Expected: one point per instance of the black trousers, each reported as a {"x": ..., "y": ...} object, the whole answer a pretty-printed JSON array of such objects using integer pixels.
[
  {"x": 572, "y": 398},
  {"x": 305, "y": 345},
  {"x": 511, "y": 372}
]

### YOUR OBJECTIVE:
Turn every line of the entries into a Markdown table with the columns Row and Line, numbering the rows and skipping any blank lines.

### SOLUTION:
| Row | Line |
|---|---|
| 1 | Expected: one point per instance of the black trousers, each reported as a {"x": ..., "y": ...} object, the whole answer a pretty-printed JSON array of such objects using integer pixels. |
| 2 | [ |
| 3 |   {"x": 572, "y": 398}, |
| 4 |   {"x": 305, "y": 345}, |
| 5 |   {"x": 511, "y": 372} |
| 6 | ] |